■ **Work instructions**
Copy out the lines below word for word, without changing anything, and omit the pictures.

■ **Material for this exercise**
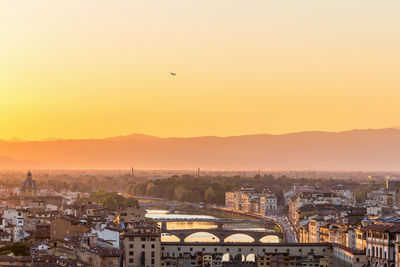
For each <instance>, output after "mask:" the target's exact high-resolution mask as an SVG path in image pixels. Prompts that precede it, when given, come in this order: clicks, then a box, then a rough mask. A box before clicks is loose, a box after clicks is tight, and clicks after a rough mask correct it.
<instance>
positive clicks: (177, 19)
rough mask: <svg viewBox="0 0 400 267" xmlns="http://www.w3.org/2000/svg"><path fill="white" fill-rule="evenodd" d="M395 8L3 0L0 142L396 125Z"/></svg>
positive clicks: (317, 2)
mask: <svg viewBox="0 0 400 267" xmlns="http://www.w3.org/2000/svg"><path fill="white" fill-rule="evenodd" d="M399 10H400V1H398V0H386V1H372V0H359V1H348V0H336V1H321V0H309V1H307V0H305V1H298V0H293V1H268V0H252V1H248V0H240V1H239V0H202V1H201V0H169V1H165V0H143V1H136V0H126V1H122V0H113V1H104V0H93V1H82V0H68V1H54V0H41V1H35V0H20V1H15V0H4V1H1V2H0V36H1V42H0V139H12V138H21V139H28V140H36V139H46V138H89V137H106V136H116V135H124V134H131V133H145V134H151V135H157V136H164V137H165V136H200V135H221V136H226V135H239V134H252V133H286V132H293V131H303V130H328V131H339V130H345V129H353V128H381V127H391V126H399V125H400V122H399V120H400V116H399V114H400V105H399V103H400V79H399V73H400V65H399V62H400V50H399V47H400V16H399V15H398V14H399ZM170 72H176V73H177V76H176V77H172V76H170V75H169V73H170Z"/></svg>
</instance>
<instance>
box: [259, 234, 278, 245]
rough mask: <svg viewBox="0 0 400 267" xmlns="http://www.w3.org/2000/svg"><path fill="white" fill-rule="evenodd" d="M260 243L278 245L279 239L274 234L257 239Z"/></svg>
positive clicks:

■ **Exercise response**
For each <instance>, output after "mask:" the target's exact high-resolution mask as an SVG path in image pixels. Prompts that precede it, when given, come in this order: clicks, then a box, then a rough mask. A box before clicks is loose, a box after clicks is tight, and clicks after a rough mask correct it.
<instance>
positive clicks: (177, 19)
rough mask: <svg viewBox="0 0 400 267" xmlns="http://www.w3.org/2000/svg"><path fill="white" fill-rule="evenodd" d="M395 8L3 0L0 142L396 125Z"/></svg>
positive clicks: (317, 2)
mask: <svg viewBox="0 0 400 267" xmlns="http://www.w3.org/2000/svg"><path fill="white" fill-rule="evenodd" d="M399 10H400V1H398V0H386V1H372V0H359V1H348V0H336V1H321V0H309V1H307V0H305V1H298V0H293V1H268V0H252V1H248V0H240V1H239V0H202V1H201V0H169V1H165V0H143V1H136V0H126V1H122V0H113V1H104V0H93V1H82V0H68V1H54V0H41V1H35V0H20V1H15V0H4V1H1V2H0V36H1V42H0V139H12V138H21V139H28V140H36V139H46V138H89V137H106V136H116V135H124V134H131V133H145V134H151V135H157V136H164V137H165V136H200V135H221V136H226V135H239V134H252V133H286V132H293V131H303V130H328V131H339V130H345V129H353V128H381V127H391V126H399V125H400V122H399V120H400V116H399V114H400V105H399V103H400V79H399V73H400V65H399V62H400V50H399V47H400V16H399V15H398V14H399ZM170 72H176V73H177V76H176V77H172V76H170V75H169V73H170Z"/></svg>
</instance>
<instance>
box: [259, 234, 278, 245]
rough mask: <svg viewBox="0 0 400 267" xmlns="http://www.w3.org/2000/svg"><path fill="white" fill-rule="evenodd" d="M260 243L278 245L279 239L274 234L257 239Z"/></svg>
positive clicks:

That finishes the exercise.